*** LISTED ENTRIES ***

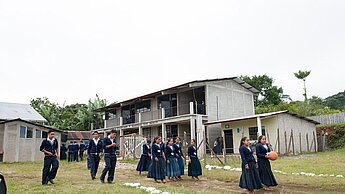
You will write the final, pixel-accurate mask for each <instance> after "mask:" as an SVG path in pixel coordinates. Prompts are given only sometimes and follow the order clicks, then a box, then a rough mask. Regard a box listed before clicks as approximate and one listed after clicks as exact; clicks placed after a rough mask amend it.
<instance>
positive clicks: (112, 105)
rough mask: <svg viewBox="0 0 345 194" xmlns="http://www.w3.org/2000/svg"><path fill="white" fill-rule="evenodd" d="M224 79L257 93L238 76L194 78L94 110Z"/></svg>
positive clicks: (252, 88) (134, 100)
mask: <svg viewBox="0 0 345 194" xmlns="http://www.w3.org/2000/svg"><path fill="white" fill-rule="evenodd" d="M226 80H233V81H234V82H236V83H238V84H240V85H241V86H242V87H244V88H246V89H247V90H249V91H251V92H252V93H254V94H257V93H259V91H258V90H257V89H255V88H254V87H253V86H251V85H249V84H247V83H246V82H245V81H243V80H242V79H241V78H239V77H227V78H216V79H204V80H195V81H191V82H187V83H184V84H181V85H177V86H174V87H171V88H166V89H163V90H159V91H157V92H153V93H150V94H146V95H143V96H139V97H136V98H132V99H129V100H126V101H122V102H115V103H112V104H110V105H108V106H105V107H103V108H99V109H97V110H95V111H96V112H103V111H106V110H112V109H114V108H116V107H121V106H122V104H126V103H131V102H135V101H138V100H141V99H147V98H151V97H154V96H156V95H159V94H162V93H164V92H166V91H169V90H177V89H181V88H185V87H190V85H191V84H197V83H205V82H215V81H226Z"/></svg>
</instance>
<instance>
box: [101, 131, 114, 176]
mask: <svg viewBox="0 0 345 194" xmlns="http://www.w3.org/2000/svg"><path fill="white" fill-rule="evenodd" d="M116 135H117V132H116V130H114V129H113V130H111V132H110V134H109V135H108V136H107V137H105V138H104V140H103V150H104V160H105V168H104V169H103V172H102V175H101V177H100V180H101V183H104V179H105V176H106V175H107V174H108V183H112V182H113V181H114V174H115V166H116V160H117V158H116V154H115V152H116V150H117V149H118V147H117V144H116V139H115V138H116Z"/></svg>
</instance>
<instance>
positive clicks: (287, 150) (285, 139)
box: [284, 131, 288, 154]
mask: <svg viewBox="0 0 345 194" xmlns="http://www.w3.org/2000/svg"><path fill="white" fill-rule="evenodd" d="M284 138H285V154H287V153H288V147H287V137H286V131H284Z"/></svg>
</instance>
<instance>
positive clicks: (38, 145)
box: [4, 121, 61, 162]
mask: <svg viewBox="0 0 345 194" xmlns="http://www.w3.org/2000/svg"><path fill="white" fill-rule="evenodd" d="M20 126H27V127H31V128H33V129H34V130H33V138H20V136H19V134H20ZM36 130H41V131H46V132H48V129H46V128H43V127H37V126H35V125H30V124H27V123H24V122H21V121H15V122H11V123H6V124H5V134H4V137H5V141H4V162H24V161H39V160H42V159H43V157H44V155H43V153H42V152H41V151H40V150H39V147H40V145H41V142H42V140H43V138H36ZM55 138H56V139H57V140H58V142H59V147H60V146H61V133H60V132H55Z"/></svg>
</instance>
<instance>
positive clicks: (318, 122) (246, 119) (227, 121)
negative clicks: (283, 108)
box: [204, 110, 320, 125]
mask: <svg viewBox="0 0 345 194" xmlns="http://www.w3.org/2000/svg"><path fill="white" fill-rule="evenodd" d="M283 113H286V114H289V115H292V116H295V117H298V118H300V119H303V120H306V121H308V122H311V123H314V124H316V125H318V124H320V123H319V122H317V121H314V120H312V119H309V118H307V117H303V116H299V115H297V114H295V113H290V112H289V111H288V110H283V111H277V112H268V113H262V114H257V115H249V116H244V117H237V118H231V119H224V120H218V121H210V122H207V123H204V125H213V124H220V123H228V122H233V121H242V120H248V119H254V118H257V117H260V118H265V117H270V116H274V115H278V114H283Z"/></svg>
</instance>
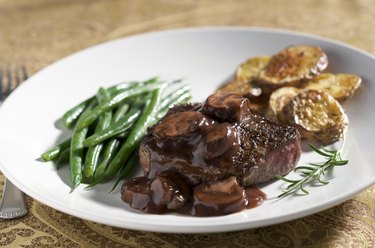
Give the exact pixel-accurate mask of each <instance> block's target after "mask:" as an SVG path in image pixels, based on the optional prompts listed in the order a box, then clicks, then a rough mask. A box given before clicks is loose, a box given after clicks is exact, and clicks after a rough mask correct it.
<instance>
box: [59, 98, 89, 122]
mask: <svg viewBox="0 0 375 248" xmlns="http://www.w3.org/2000/svg"><path fill="white" fill-rule="evenodd" d="M93 100H94V98H93V97H90V98H88V99H86V100H85V101H83V102H81V103H79V104H78V105H76V106H74V107H73V108H71V109H70V110H68V111H67V112H65V114H64V115H63V117H62V119H63V123H64V126H65V127H67V128H70V127H71V126H72V125H73V124H74V123H75V122H76V121H77V120H78V118H79V116H80V115H81V114H82V112H83V111H84V110H85V108H86V107H87V106H88V105H89V104H90V103H91V101H93Z"/></svg>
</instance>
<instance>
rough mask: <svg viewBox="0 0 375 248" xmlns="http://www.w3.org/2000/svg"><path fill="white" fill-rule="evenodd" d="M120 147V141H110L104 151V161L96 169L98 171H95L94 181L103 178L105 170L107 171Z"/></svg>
mask: <svg viewBox="0 0 375 248" xmlns="http://www.w3.org/2000/svg"><path fill="white" fill-rule="evenodd" d="M119 146H120V140H118V139H115V138H113V139H110V140H109V141H108V143H107V144H106V145H105V148H104V151H103V160H102V161H101V162H100V163H99V165H98V166H97V167H96V170H95V171H94V181H97V180H98V179H100V178H101V177H102V176H103V174H104V172H105V170H106V169H107V166H108V164H109V162H110V161H111V160H112V159H113V157H114V156H115V155H116V152H117V150H118V148H119Z"/></svg>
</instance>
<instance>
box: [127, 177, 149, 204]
mask: <svg viewBox="0 0 375 248" xmlns="http://www.w3.org/2000/svg"><path fill="white" fill-rule="evenodd" d="M121 198H122V200H123V201H124V202H127V203H128V204H129V206H130V207H132V208H135V209H139V210H142V211H147V209H148V207H149V204H150V202H151V201H152V199H151V195H150V184H149V180H148V178H147V177H136V178H133V179H131V180H129V181H128V182H126V183H124V184H123V186H122V188H121Z"/></svg>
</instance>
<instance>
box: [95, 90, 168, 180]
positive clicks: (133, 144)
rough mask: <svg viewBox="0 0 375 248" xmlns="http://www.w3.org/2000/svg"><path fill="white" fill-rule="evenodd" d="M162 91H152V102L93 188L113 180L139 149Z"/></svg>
mask: <svg viewBox="0 0 375 248" xmlns="http://www.w3.org/2000/svg"><path fill="white" fill-rule="evenodd" d="M161 93H162V89H161V88H156V89H154V90H153V91H152V95H151V100H150V102H149V104H148V105H147V106H146V108H145V110H144V111H143V113H142V115H141V117H140V118H139V120H138V121H137V123H136V124H135V127H134V128H133V129H132V131H131V132H130V134H129V136H128V138H127V139H126V141H125V142H124V143H123V144H122V146H121V147H120V150H119V151H118V152H117V154H116V156H115V157H114V158H113V160H112V161H111V163H110V164H109V165H108V168H107V169H106V171H105V173H104V175H103V177H101V178H99V179H97V180H95V181H94V182H93V183H92V184H91V186H94V185H95V184H97V183H100V182H102V181H105V180H109V179H111V178H113V177H114V176H115V175H116V174H117V173H118V172H119V170H120V169H121V166H122V165H123V164H124V163H126V161H127V160H128V158H129V157H130V156H131V154H132V153H133V152H134V150H135V149H136V148H137V147H138V145H139V143H140V141H141V139H142V138H143V136H144V135H145V134H146V131H147V128H148V127H149V126H150V124H152V122H153V120H154V118H155V116H156V114H157V112H158V109H159V104H160V98H161Z"/></svg>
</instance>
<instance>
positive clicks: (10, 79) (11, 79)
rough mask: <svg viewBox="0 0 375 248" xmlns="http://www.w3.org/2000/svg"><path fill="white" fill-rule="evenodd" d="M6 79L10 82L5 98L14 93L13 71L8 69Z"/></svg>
mask: <svg viewBox="0 0 375 248" xmlns="http://www.w3.org/2000/svg"><path fill="white" fill-rule="evenodd" d="M6 77H7V81H8V89H7V91H6V93H5V94H4V96H5V97H7V96H9V94H10V93H11V92H12V91H13V76H12V70H11V69H10V68H7V70H6Z"/></svg>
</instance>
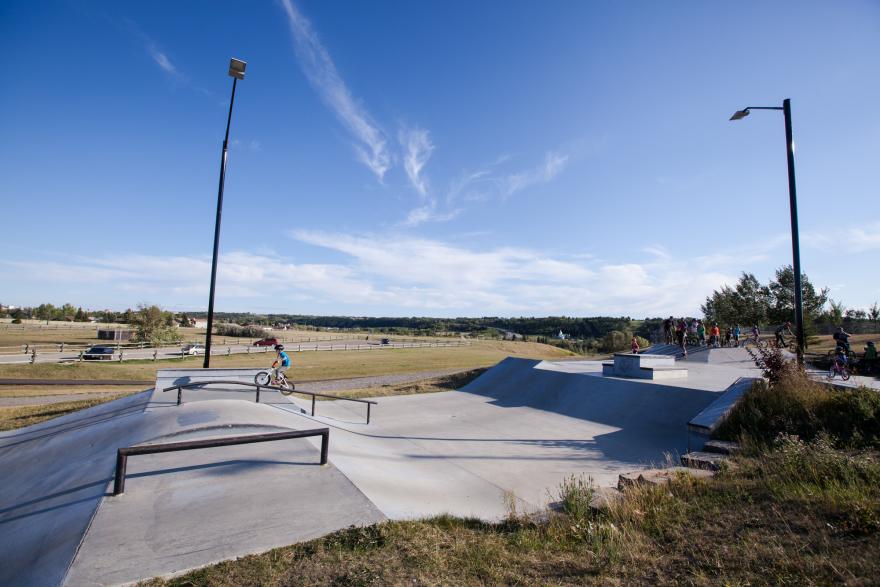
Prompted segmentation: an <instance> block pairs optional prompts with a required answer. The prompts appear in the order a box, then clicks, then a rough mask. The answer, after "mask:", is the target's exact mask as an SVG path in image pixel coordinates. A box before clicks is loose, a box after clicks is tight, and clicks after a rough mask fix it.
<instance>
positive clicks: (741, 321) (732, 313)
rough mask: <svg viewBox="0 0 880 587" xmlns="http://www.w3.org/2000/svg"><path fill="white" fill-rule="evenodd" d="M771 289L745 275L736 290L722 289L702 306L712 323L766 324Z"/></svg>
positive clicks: (717, 292)
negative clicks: (769, 288)
mask: <svg viewBox="0 0 880 587" xmlns="http://www.w3.org/2000/svg"><path fill="white" fill-rule="evenodd" d="M769 295H770V292H769V289H768V288H767V287H766V286H763V285H761V283H760V282H759V281H758V278H757V277H755V276H754V275H753V274H751V273H745V272H743V274H742V276H741V277H740V278H739V281H738V282H737V284H736V286H735V287H733V288H731V287H730V286H726V285H725V286H722V288H721V291H714V292H712V295H711V296H709V297H708V298H706V303H705V304H703V305H702V306H701V309H702V310H703V315H704V316H705V317H706V320H708V321H709V322H718V324H722V325H732V324H766V323H767V311H768V307H769V300H768V298H769Z"/></svg>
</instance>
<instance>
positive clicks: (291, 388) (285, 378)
mask: <svg viewBox="0 0 880 587" xmlns="http://www.w3.org/2000/svg"><path fill="white" fill-rule="evenodd" d="M278 391H280V392H281V395H290V394H291V393H293V382H291V381H288V380H287V379H286V378H284V377H283V376H282V379H281V381H280V382H279V386H278Z"/></svg>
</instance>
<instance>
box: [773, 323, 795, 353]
mask: <svg viewBox="0 0 880 587" xmlns="http://www.w3.org/2000/svg"><path fill="white" fill-rule="evenodd" d="M786 331H788V334H789V335H791V336H794V333H793V332H792V331H791V322H786V323H785V324H783V325H781V326H780V327H779V328H777V329H776V331H775V332H774V334H775V335H776V347H777V348H780V349H781V348H782V347H784V346H785V337H784V336H783V335H782V334H783V333H784V332H786Z"/></svg>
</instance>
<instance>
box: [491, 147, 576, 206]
mask: <svg viewBox="0 0 880 587" xmlns="http://www.w3.org/2000/svg"><path fill="white" fill-rule="evenodd" d="M567 162H568V155H562V154H560V153H555V152H553V151H549V152H548V153H547V154H546V155H545V156H544V163H543V164H542V165H539V166H537V167H534V168H532V169H526V170H524V171H520V172H517V173H513V174H510V175H508V176H507V177H506V178H505V179H504V188H503V189H504V195H505V196H510V195H512V194H515V193H516V192H518V191H521V190H524V189H526V188H528V187H531V186H533V185H535V184H537V183H547V182H549V181H551V180H552V179H553V178H554V177H556V176H557V175H559V173H560V172H561V171H562V170H563V169H564V168H565V165H566V163H567Z"/></svg>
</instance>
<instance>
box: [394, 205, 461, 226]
mask: <svg viewBox="0 0 880 587" xmlns="http://www.w3.org/2000/svg"><path fill="white" fill-rule="evenodd" d="M460 212H461V210H460V209H459V210H452V211H450V212H442V213H441V212H437V205H436V202H435V201H433V200H432V201H431V202H430V203H429V204H427V205H425V206H419V207H418V208H413V209H412V210H410V211H409V214H407V216H406V219H405V220H404V221H403V222H401V223H400V224H399V225H400V226H404V227H407V228H413V227H415V226H419V225H420V224H424V223H426V222H448V221H449V220H452V219H453V218H455V217H456V216H458V214H459V213H460Z"/></svg>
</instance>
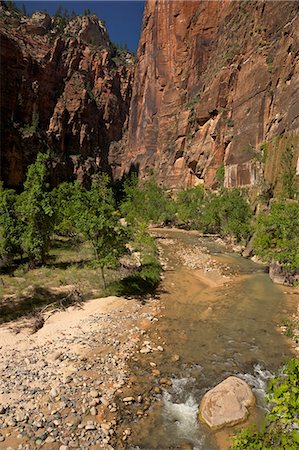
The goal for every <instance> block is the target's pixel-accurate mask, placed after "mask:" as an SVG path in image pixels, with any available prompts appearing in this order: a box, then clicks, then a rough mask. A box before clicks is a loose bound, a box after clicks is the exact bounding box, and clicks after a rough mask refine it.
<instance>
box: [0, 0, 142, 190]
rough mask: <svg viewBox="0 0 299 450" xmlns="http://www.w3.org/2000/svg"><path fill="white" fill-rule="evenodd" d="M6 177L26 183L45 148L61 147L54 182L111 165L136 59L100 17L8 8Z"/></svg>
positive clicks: (124, 120) (108, 168)
mask: <svg viewBox="0 0 299 450" xmlns="http://www.w3.org/2000/svg"><path fill="white" fill-rule="evenodd" d="M0 25H1V29H0V56H1V60H0V72H1V73H0V77H1V119H0V127H1V155H0V156H1V158H0V161H1V163H0V164H1V167H0V169H1V180H2V181H3V182H4V184H5V186H7V187H15V188H18V187H21V186H22V183H23V181H24V177H25V173H26V168H27V166H28V164H30V163H32V162H33V161H34V160H35V157H36V154H37V153H38V152H39V151H46V150H48V149H50V150H51V151H52V153H53V173H52V179H53V182H54V184H56V183H58V182H60V181H63V180H71V179H74V178H78V179H80V180H83V181H84V179H85V178H88V177H89V175H90V174H92V173H94V172H95V171H98V170H105V171H108V172H109V171H110V166H109V164H108V153H109V148H110V146H111V145H112V146H113V145H115V143H117V142H118V141H119V140H120V139H121V138H122V136H123V129H125V128H126V124H127V119H128V112H129V106H130V100H131V90H132V79H133V78H132V75H133V67H134V61H133V59H132V56H131V55H130V54H129V53H127V52H123V53H117V52H116V50H115V48H114V46H113V44H111V42H110V40H109V36H108V34H107V31H106V28H105V26H104V24H103V23H102V22H101V21H99V19H97V17H95V16H88V17H74V18H72V19H68V20H64V19H63V18H61V17H60V18H59V17H58V18H57V17H56V18H55V17H54V18H51V17H50V16H49V15H48V14H45V13H35V14H33V16H32V17H26V16H22V15H21V14H20V13H18V12H15V11H12V10H8V9H7V8H6V7H5V5H3V4H2V5H1V6H0Z"/></svg>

*** End of LISTED ENTRIES ***

Give the lines again word for word, from the start of the records to the line holding "positive clicks: (112, 105)", both included, and leave out any picture.

You will write the final, pixel-accurate mask for each <instance> after "mask:" as an SVG path in pixel coordinates. Prompts are given only sometimes and follow the order clicks, then a box, then a rough mask. Regard a box listed before clicks as approximate and one listed after clicks as exact; clicks placed after a rough mask amend it.
<instance>
positive clicks: (112, 105)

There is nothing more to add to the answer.